_Exercise requirements_
Find the string "white" in the data, then copy every line where it is found.
Records to process: Begin
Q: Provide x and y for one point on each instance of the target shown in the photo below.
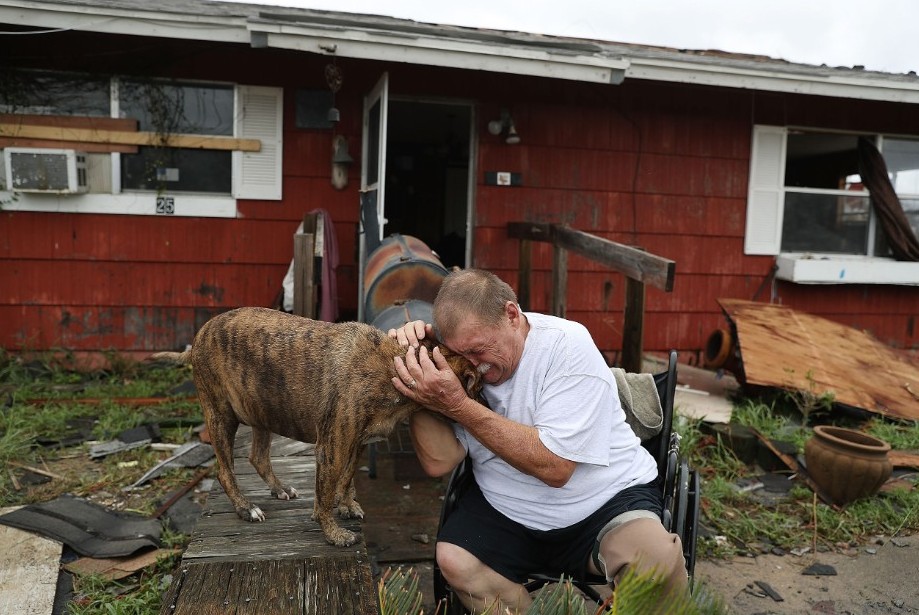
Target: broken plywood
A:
(791, 350)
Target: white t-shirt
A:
(564, 388)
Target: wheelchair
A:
(681, 491)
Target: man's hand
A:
(409, 333)
(430, 383)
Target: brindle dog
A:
(309, 380)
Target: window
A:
(826, 208)
(806, 201)
(198, 180)
(167, 108)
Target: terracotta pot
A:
(847, 464)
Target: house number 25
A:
(165, 205)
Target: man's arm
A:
(435, 443)
(436, 387)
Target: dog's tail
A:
(182, 358)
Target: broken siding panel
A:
(80, 327)
(692, 176)
(42, 236)
(690, 215)
(585, 210)
(113, 284)
(592, 127)
(304, 194)
(693, 254)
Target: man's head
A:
(476, 315)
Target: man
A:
(562, 484)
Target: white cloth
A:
(564, 388)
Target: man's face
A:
(494, 350)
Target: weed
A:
(900, 435)
(94, 594)
(744, 523)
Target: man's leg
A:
(643, 544)
(477, 585)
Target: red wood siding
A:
(660, 166)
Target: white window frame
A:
(256, 175)
(763, 234)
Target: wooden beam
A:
(70, 121)
(524, 273)
(91, 135)
(632, 262)
(89, 148)
(633, 325)
(535, 231)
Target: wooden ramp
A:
(280, 566)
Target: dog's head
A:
(464, 370)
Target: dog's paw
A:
(286, 493)
(351, 511)
(340, 537)
(254, 514)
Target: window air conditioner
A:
(61, 171)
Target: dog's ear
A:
(473, 381)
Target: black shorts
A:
(515, 551)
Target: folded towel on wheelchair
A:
(640, 401)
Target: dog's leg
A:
(348, 508)
(327, 476)
(260, 457)
(222, 425)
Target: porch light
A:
(504, 126)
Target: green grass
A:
(746, 523)
(24, 422)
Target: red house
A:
(158, 158)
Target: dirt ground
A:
(886, 581)
(402, 509)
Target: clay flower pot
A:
(847, 464)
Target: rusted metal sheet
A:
(402, 268)
(795, 351)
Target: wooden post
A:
(559, 280)
(633, 325)
(524, 273)
(304, 288)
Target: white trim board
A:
(839, 269)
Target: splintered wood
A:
(791, 350)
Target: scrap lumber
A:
(93, 135)
(795, 351)
(795, 467)
(69, 121)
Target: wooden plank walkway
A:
(280, 566)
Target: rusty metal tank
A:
(400, 313)
(400, 269)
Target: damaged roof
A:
(377, 37)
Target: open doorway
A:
(427, 175)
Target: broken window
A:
(807, 196)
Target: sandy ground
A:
(865, 584)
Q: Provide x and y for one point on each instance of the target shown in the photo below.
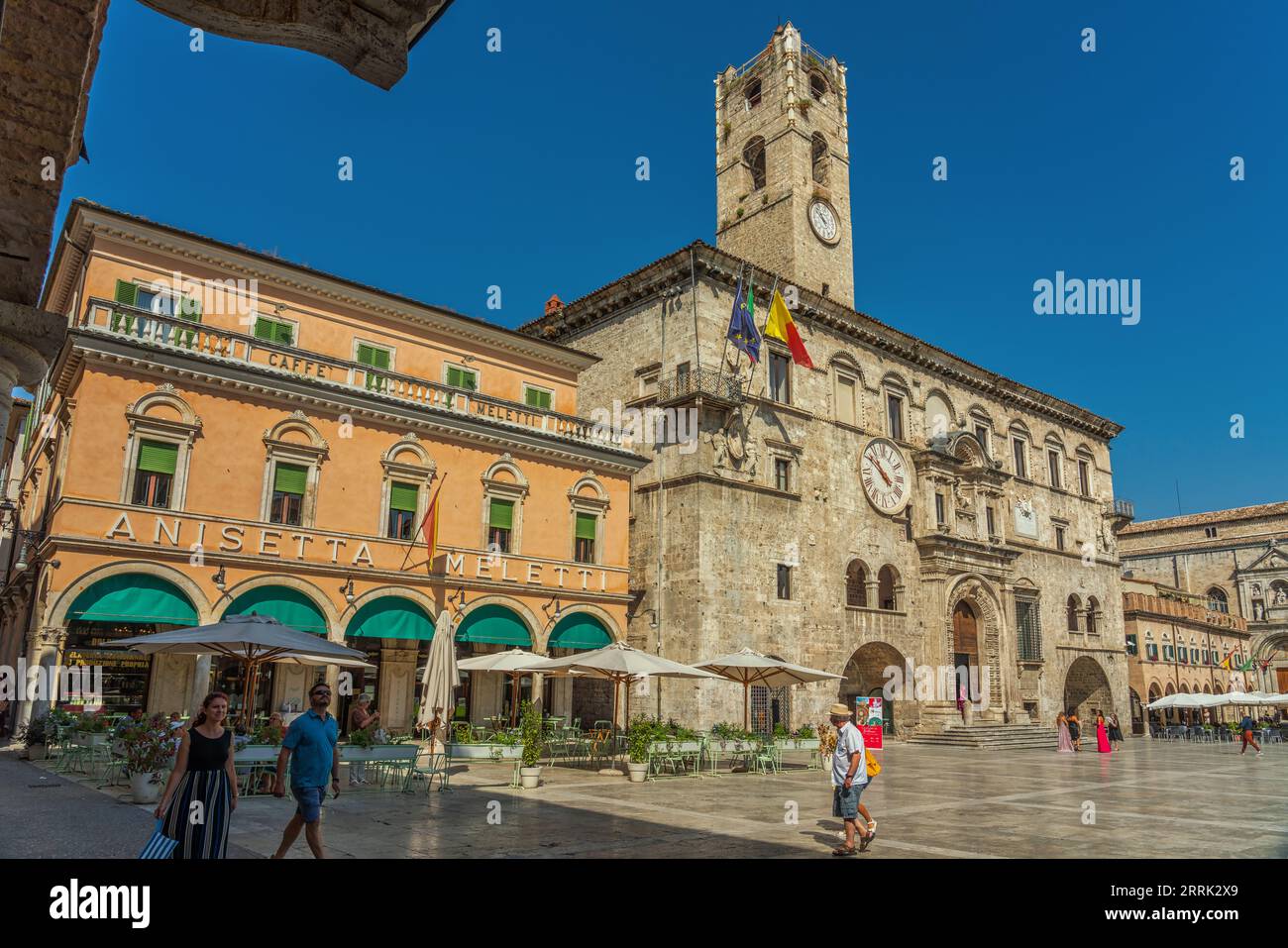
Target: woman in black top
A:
(201, 792)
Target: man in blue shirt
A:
(312, 740)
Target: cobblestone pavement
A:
(1168, 800)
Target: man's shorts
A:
(308, 802)
(845, 802)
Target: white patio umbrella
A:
(751, 668)
(250, 639)
(619, 662)
(515, 664)
(441, 675)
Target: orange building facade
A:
(227, 433)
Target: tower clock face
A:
(887, 478)
(822, 218)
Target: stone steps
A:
(991, 737)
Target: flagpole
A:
(764, 353)
(725, 353)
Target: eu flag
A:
(742, 325)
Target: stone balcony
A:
(211, 344)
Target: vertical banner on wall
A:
(868, 715)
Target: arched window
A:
(818, 158)
(754, 156)
(888, 587)
(1218, 599)
(857, 583)
(1072, 609)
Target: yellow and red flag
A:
(429, 526)
(782, 327)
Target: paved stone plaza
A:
(1150, 800)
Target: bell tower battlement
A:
(784, 165)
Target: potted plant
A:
(529, 736)
(639, 736)
(37, 736)
(149, 747)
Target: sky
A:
(516, 168)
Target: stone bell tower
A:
(784, 165)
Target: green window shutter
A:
(158, 456)
(501, 517)
(403, 496)
(290, 478)
(127, 292)
(460, 377)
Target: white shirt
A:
(848, 741)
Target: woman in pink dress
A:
(1061, 724)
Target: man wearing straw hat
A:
(849, 779)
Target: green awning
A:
(493, 625)
(390, 617)
(159, 458)
(501, 515)
(290, 478)
(580, 630)
(287, 605)
(133, 597)
(403, 496)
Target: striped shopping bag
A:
(160, 846)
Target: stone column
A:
(30, 340)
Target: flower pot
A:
(143, 789)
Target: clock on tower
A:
(784, 165)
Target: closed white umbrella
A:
(619, 662)
(748, 668)
(250, 639)
(441, 675)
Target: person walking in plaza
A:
(1245, 725)
(201, 793)
(1074, 730)
(1061, 725)
(1103, 734)
(361, 716)
(1116, 732)
(849, 779)
(312, 747)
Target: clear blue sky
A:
(516, 168)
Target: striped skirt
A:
(201, 831)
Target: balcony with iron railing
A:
(218, 346)
(712, 386)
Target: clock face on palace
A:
(887, 478)
(822, 218)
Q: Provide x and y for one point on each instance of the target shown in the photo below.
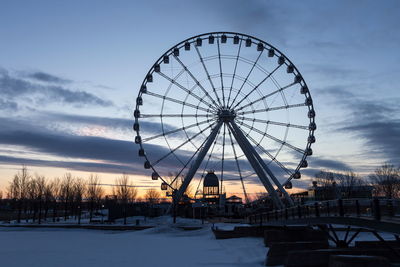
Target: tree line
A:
(37, 198)
(385, 180)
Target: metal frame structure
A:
(222, 113)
Records to process: End
_The answer_
Target: white t-shirt
Target: white cloth
Target: white window frame
Target: white trim board
Target: white patio umbrella
Target: white shirt
Target: closed white umbrella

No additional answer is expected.